TASK TO COMPLETE
Type out each of the following entries again, without changing anything in them.

TASK INPUT
"""
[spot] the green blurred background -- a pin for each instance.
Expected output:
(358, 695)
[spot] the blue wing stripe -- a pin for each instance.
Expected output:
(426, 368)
"""
OUTPUT BELOW
[spot] the green blurred background -- a pin for each instance.
Expected output:
(358, 695)
[spot] the blue wing stripe -- a pin for each instance.
Expected output:
(426, 368)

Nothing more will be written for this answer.